___ EXTRACTED RECORDS

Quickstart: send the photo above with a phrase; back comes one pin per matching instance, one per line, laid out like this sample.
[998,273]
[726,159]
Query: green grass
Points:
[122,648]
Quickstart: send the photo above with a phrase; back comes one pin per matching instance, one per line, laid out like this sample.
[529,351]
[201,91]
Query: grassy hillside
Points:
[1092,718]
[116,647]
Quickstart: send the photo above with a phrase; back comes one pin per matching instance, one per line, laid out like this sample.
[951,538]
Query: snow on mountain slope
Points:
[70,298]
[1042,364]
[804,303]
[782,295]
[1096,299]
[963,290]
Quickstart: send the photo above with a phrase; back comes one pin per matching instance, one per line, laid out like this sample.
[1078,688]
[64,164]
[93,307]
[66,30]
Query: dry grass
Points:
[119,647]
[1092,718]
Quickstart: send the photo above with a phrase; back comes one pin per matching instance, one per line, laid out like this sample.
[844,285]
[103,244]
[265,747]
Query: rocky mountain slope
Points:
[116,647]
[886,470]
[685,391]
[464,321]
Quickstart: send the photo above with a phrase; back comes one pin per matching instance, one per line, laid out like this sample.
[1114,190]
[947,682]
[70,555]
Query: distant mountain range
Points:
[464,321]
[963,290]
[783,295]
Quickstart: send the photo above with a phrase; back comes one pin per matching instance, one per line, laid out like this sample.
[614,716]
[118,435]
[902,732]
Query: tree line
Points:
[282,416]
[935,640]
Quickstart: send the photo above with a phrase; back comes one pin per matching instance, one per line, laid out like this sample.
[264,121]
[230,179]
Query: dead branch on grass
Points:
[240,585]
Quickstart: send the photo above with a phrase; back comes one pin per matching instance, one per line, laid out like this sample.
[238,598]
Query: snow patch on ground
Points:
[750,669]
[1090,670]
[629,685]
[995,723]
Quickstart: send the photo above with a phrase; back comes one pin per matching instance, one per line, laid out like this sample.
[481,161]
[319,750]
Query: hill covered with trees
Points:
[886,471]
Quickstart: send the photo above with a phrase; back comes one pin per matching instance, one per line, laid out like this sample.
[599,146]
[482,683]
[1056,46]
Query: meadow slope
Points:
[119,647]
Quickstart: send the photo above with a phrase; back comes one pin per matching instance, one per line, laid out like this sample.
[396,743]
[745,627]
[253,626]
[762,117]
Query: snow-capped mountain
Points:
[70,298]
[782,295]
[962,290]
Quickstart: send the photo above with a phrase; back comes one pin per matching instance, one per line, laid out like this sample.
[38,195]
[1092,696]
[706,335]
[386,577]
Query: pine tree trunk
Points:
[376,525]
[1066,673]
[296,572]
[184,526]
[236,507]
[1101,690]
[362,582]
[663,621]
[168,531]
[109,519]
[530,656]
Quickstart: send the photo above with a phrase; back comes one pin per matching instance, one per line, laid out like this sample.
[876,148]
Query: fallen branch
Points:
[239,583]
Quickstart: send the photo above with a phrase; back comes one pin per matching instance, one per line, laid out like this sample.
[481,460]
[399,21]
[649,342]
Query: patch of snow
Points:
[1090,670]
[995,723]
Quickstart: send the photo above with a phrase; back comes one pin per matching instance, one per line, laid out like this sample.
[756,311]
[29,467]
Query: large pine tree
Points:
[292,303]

______

> [THE TASK]: Your task is to repeat every entry exactly.

> [OUTPUT OF THE EXERCISE]:
Quickstart: send the photo above with a phrase; back comes one pin per matching instance, one per line, laid out like this sample.
[998,273]
[726,159]
Query: green grass
Points:
[122,648]
Quickstart: send the photo above with a phrase; back comes one pin per matching instance, one per line, laid out like this sample.
[529,351]
[201,91]
Query: grassy hillside
Points:
[1092,718]
[116,647]
Quickstart: send the photo above with a phrase; back comes one pin per matching instance, one per line, laid out like this sample.
[951,538]
Query: snow on mountain slope
Points:
[70,298]
[1042,364]
[804,303]
[782,295]
[1096,299]
[963,290]
Quickstart: send the photo above with a phrase; back comes one pin per matching instance, one per line, laid out like this sample.
[1078,688]
[64,164]
[93,307]
[66,30]
Query: dry grass
Points:
[119,647]
[1092,718]
Quickstart: send the photo above with a phrase; back comes one pin per matching instance, one per line, laid out like this sample.
[844,285]
[103,244]
[265,747]
Query: rocky mountain slope
Points:
[116,647]
[886,470]
[685,391]
[464,321]
Quickstart: send the photo above with a phrase; back comes one pin per matching instance, one per line, laid out like this sample.
[1114,190]
[947,682]
[70,555]
Query: distant mountain range
Points:
[464,321]
[963,290]
[783,295]
Quickstart: send the photo above with a phrase; back comes one pin per matching instance, one per line, laid out like this sample.
[614,716]
[118,435]
[902,732]
Query: tree line
Points:
[282,416]
[935,640]
Quickstart: send the photo above with a phrase; back comes one pin per matching instance, one per line, laid out like this sample.
[264,121]
[230,179]
Query: dead branch on grass
Points:
[240,585]
Quickstart: send the photo above with a phrase; back comes one pin per matching instance, one per line, laid out like this sample.
[238,598]
Query: snow patch on ground
Points:
[750,669]
[1090,670]
[629,685]
[995,723]
Quickstart: send the photo above with a phrase; back comes one pin per matching instance, one per line, laid out like this sample.
[481,161]
[319,750]
Query: hill covered with trees
Points:
[886,471]
Quickstart: send the photo above with a phrase; back comes one pin per matching instance, one per line, laid out like this sample.
[599,146]
[482,683]
[1056,46]
Query: meadow slope
Points:
[119,647]
Quickstart: send the photo above with a phrase; back comes one pin per matching instance, one per line, laid out like this sample.
[396,743]
[745,627]
[253,626]
[762,117]
Query: snow-capped mountain
Points:
[70,298]
[782,295]
[962,290]
Quickstart: send the photo above with a phrase; back comes one pin per matching instance, one per line, laid out like this sample.
[38,195]
[1092,696]
[706,335]
[386,577]
Query: pine tree trunk
Points:
[376,525]
[1066,673]
[296,572]
[184,526]
[236,507]
[1101,690]
[362,582]
[663,621]
[168,531]
[109,519]
[530,656]
Quickstart: send the photo above with a phrase; back comes one pin per matching instance, one per line, laid out like this sample.
[876,148]
Query: fallen branch
Points:
[239,583]
Quickstart: send the photo above with a phrase; back comes one pin per matching instance, one per line, laid out like this sample.
[481,460]
[399,21]
[649,342]
Query: patch of snow
Points:
[1090,670]
[995,723]
Quickstart: send the photo above with a phrase; back comes one pin per matching instance, one per line, laid out like this sample.
[756,311]
[29,467]
Query: large pine tree
Points:
[292,303]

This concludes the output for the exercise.